(Problem to solve) Rewrite the lines from the line containing "contains white background." to the line containing "371, 153, 722, 584", inclusive, as a numbered list, omitting blank lines.

(Record set)
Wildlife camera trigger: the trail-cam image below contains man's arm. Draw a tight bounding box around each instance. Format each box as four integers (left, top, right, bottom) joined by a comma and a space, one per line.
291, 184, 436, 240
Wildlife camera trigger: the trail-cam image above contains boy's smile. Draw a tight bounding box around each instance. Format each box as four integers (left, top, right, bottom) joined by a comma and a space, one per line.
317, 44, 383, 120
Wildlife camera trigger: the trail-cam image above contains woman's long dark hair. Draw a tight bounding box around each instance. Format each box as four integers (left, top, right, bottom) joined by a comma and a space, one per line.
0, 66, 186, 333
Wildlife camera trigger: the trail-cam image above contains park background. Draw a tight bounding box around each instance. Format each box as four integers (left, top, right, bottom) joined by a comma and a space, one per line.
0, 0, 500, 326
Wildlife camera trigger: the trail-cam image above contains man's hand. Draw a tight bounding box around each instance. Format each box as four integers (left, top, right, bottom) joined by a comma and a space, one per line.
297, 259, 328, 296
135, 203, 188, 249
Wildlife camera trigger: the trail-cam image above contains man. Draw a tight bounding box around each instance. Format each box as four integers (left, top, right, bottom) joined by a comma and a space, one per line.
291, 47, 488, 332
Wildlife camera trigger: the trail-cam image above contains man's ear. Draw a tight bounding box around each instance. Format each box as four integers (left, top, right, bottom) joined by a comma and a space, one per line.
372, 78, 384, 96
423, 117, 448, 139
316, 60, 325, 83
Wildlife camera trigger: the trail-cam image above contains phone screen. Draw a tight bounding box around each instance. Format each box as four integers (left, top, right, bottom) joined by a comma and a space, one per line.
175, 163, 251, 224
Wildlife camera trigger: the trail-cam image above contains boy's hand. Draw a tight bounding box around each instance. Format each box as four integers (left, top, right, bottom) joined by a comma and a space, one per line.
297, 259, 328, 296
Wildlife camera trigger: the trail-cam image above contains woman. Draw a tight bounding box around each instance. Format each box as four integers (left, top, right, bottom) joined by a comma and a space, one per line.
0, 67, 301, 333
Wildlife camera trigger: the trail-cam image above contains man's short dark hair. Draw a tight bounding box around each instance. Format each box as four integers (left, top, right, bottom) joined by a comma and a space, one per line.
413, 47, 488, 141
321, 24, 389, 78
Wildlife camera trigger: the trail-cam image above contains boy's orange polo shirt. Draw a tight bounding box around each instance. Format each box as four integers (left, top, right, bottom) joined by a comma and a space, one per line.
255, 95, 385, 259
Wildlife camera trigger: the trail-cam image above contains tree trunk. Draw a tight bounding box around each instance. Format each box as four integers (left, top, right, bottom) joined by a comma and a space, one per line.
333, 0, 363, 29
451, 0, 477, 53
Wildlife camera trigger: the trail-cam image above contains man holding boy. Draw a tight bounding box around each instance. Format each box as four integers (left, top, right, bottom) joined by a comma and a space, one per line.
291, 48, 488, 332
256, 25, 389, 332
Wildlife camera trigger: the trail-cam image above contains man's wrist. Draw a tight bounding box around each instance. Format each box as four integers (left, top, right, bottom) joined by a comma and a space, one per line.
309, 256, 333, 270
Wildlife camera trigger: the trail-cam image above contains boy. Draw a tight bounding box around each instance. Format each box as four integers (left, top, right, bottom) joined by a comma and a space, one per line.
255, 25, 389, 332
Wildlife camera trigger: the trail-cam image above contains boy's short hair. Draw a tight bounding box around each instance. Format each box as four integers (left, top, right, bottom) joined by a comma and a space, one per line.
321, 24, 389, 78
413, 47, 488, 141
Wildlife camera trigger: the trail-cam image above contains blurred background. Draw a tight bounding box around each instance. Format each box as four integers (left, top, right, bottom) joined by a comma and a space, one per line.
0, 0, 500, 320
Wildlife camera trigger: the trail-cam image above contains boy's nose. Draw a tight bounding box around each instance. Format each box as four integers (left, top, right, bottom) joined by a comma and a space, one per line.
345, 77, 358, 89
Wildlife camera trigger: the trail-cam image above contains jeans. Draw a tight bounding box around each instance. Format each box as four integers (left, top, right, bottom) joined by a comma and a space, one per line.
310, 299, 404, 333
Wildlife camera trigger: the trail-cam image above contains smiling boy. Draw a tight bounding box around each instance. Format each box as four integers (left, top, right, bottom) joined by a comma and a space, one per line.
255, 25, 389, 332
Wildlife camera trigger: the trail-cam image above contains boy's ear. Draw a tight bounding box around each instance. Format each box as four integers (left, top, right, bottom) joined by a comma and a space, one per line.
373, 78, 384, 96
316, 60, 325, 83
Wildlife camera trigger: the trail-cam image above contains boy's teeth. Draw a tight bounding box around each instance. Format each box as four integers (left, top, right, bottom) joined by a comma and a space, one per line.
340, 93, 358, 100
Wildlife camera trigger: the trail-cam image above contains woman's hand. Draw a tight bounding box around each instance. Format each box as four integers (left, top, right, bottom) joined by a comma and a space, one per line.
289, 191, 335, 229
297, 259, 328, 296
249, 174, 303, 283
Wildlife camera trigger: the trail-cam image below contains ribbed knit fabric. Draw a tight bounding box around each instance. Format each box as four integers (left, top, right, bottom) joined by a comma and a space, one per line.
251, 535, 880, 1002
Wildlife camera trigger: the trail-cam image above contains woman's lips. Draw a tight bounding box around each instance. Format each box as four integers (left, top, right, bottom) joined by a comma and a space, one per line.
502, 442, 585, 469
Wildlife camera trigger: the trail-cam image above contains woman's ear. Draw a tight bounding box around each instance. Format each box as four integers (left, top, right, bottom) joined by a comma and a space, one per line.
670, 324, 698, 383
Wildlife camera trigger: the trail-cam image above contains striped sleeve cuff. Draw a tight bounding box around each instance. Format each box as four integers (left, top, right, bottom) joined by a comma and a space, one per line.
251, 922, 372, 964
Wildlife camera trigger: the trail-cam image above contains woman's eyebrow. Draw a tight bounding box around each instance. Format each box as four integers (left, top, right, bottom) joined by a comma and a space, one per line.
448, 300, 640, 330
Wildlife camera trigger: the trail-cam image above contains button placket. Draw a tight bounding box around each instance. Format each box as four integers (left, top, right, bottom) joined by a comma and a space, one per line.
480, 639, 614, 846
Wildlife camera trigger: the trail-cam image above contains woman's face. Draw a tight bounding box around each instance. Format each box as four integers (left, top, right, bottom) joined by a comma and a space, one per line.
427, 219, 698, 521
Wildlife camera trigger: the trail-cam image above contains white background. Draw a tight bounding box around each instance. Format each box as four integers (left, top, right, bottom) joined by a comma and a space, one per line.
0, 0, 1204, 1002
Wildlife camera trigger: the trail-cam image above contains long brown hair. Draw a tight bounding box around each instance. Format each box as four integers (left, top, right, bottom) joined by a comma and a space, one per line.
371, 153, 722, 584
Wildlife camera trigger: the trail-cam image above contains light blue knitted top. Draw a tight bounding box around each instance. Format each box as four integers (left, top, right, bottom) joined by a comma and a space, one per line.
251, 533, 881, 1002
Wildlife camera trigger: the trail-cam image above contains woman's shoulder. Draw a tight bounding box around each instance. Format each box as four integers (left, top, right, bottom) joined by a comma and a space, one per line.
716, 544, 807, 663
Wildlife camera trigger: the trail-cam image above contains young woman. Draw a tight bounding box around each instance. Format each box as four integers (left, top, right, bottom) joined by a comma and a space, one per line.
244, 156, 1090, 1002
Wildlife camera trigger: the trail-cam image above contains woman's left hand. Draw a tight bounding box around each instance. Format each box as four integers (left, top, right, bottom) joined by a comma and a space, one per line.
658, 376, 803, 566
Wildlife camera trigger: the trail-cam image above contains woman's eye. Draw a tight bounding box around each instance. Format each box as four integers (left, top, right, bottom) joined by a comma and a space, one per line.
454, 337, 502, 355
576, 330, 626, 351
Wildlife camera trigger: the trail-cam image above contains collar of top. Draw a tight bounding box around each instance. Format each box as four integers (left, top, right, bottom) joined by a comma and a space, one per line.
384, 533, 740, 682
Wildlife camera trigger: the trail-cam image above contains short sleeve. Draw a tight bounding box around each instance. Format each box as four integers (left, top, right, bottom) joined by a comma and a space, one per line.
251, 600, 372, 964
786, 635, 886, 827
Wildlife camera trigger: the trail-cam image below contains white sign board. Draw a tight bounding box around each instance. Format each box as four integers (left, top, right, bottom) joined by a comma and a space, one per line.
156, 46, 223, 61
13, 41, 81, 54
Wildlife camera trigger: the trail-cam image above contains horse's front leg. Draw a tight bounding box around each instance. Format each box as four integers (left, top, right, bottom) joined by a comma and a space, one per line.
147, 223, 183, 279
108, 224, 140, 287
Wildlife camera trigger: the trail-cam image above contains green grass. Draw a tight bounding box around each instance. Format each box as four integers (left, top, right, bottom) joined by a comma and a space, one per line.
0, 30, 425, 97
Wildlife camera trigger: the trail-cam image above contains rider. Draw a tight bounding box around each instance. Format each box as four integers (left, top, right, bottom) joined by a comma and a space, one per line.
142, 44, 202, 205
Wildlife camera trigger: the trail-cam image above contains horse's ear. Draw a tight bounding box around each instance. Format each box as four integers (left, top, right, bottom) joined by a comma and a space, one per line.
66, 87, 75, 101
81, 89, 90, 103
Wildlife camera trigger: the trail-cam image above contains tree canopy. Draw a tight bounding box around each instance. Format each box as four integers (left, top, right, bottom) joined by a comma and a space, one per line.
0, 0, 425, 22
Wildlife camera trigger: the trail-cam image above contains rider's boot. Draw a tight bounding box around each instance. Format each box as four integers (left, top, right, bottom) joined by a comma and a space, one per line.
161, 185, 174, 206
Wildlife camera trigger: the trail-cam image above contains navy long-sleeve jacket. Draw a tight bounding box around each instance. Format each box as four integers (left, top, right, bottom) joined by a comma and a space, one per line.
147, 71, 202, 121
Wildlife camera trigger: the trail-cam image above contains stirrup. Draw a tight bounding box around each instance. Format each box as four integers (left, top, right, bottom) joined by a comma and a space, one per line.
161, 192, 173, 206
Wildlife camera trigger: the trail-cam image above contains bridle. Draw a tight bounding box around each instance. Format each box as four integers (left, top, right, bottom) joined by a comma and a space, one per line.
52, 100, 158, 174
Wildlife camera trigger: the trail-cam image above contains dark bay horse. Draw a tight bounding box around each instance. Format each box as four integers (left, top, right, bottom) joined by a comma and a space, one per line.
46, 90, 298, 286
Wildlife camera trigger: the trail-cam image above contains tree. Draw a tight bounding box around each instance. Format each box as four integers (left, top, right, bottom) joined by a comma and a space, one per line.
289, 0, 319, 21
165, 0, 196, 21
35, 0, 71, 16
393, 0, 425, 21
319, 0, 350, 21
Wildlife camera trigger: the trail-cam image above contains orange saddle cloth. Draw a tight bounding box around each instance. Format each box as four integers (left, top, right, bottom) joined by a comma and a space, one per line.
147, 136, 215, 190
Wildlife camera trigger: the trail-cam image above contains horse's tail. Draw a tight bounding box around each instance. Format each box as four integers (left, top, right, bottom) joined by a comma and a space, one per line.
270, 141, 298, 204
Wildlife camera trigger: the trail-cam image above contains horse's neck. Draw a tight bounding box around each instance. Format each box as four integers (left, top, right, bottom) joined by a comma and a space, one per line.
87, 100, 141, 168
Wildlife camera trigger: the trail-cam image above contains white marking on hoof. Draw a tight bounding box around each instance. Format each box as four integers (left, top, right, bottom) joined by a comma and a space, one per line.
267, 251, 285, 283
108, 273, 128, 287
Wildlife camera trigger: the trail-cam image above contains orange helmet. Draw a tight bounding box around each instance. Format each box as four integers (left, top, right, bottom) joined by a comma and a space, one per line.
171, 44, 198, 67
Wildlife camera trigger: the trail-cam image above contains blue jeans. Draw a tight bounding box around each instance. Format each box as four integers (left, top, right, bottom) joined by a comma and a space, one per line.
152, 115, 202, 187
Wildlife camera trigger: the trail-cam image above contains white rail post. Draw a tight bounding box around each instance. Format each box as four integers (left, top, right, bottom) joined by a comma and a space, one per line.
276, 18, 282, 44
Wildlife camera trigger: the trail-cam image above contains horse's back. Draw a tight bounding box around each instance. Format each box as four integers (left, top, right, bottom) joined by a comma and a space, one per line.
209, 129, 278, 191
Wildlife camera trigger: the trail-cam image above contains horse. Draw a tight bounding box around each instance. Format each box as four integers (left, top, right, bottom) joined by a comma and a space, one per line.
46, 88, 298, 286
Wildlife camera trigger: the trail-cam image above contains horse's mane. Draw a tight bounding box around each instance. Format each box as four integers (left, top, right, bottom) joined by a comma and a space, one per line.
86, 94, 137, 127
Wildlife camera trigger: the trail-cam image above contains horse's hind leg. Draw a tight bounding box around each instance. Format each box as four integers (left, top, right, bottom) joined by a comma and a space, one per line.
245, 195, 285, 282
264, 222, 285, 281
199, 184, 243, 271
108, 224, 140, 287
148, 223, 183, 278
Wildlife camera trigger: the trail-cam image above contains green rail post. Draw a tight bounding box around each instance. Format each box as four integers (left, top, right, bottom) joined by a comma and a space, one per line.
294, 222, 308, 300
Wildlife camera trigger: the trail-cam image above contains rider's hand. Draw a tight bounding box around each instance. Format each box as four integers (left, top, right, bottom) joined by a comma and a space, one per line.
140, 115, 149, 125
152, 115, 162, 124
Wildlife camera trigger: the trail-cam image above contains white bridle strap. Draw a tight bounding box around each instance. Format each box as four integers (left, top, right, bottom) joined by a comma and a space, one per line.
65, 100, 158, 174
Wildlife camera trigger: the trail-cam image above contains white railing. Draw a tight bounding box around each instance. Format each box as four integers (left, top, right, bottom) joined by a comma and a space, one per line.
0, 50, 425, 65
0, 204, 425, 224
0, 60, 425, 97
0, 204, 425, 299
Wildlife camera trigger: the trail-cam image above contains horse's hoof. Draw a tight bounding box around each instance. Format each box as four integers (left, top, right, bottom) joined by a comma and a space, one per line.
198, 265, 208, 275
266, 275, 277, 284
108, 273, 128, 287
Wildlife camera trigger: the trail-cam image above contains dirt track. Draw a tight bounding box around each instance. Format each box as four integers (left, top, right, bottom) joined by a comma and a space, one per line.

(Answer for this exercise)
1. Wildlife camera trigger: the trail-cam image above contains white background. Draw a tight bounding box around each instance. Format each box as four integers (left, top, right, bottom) joined by a comma and a space, one per line.
2. 0, 0, 1204, 1002
3. Wildlife camera trigger: the trail-cam image above contains long brown hair. Draw a tight bounding box around each instance. Format each box as four integers (left, top, right, bottom) joined by a comma and a space, one per line.
4. 371, 153, 722, 584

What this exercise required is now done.